PROBLEM STATEMENT
Nothing other than an exact copy of the lines from the one containing "rough mask: <svg" through the last line of the listing below should be written.

-- RECORDED INFORMATION follows --

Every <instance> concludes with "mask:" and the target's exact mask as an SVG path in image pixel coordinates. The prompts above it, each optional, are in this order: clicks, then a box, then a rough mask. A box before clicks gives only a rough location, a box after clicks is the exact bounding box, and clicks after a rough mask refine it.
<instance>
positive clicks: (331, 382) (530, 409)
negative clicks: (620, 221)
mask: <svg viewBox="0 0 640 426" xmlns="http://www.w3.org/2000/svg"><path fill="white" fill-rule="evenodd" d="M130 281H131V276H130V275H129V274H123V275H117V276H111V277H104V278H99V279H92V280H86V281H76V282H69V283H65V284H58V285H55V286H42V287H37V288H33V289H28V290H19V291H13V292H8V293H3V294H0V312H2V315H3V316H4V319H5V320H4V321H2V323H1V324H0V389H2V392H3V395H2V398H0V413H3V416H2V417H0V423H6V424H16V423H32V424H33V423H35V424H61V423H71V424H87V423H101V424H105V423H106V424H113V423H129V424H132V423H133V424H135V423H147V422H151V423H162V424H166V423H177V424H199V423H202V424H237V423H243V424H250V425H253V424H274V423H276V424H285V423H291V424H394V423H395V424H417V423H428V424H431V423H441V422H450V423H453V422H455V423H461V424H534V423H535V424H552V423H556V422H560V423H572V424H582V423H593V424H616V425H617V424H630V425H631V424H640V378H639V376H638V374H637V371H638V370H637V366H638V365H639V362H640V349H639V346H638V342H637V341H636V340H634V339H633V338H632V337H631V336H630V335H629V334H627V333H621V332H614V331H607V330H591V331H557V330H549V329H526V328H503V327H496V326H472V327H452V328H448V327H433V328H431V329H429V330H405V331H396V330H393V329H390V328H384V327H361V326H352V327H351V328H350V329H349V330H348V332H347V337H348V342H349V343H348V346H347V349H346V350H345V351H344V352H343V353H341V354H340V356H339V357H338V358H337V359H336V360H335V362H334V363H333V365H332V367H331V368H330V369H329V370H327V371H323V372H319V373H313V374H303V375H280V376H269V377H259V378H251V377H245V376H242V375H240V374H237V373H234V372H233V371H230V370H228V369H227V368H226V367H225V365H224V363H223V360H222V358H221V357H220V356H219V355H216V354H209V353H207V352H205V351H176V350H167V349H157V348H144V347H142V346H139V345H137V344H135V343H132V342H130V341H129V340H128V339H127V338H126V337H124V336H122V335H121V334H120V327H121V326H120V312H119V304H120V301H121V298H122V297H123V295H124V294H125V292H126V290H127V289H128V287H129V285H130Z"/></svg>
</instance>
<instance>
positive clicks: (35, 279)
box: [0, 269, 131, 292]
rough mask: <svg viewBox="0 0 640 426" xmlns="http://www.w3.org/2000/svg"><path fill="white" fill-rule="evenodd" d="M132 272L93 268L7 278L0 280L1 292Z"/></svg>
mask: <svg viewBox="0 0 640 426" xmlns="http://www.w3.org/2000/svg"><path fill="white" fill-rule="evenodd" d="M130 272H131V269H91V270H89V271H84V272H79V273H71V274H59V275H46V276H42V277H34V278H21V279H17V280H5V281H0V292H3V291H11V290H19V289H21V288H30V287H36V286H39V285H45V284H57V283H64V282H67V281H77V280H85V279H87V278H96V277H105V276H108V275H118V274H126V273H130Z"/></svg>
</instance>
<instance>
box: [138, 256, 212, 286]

-- RECORDED INFORMATION concluded --

OUTPUT FOR THIS TASK
rough mask: <svg viewBox="0 0 640 426" xmlns="http://www.w3.org/2000/svg"><path fill="white" fill-rule="evenodd" d="M132 272L93 268L7 278L0 280L1 292Z"/></svg>
mask: <svg viewBox="0 0 640 426" xmlns="http://www.w3.org/2000/svg"><path fill="white" fill-rule="evenodd" d="M130 272H131V269H91V270H89V271H84V272H79V273H71V274H59V275H46V276H42V277H34V278H21V279H17V280H5V281H0V292H3V291H11V290H19V289H21V288H30V287H36V286H39V285H45V284H57V283H64V282H67V281H77V280H85V279H87V278H96V277H105V276H108V275H118V274H126V273H130Z"/></svg>
</instance>
<instance>
box: [138, 256, 212, 286]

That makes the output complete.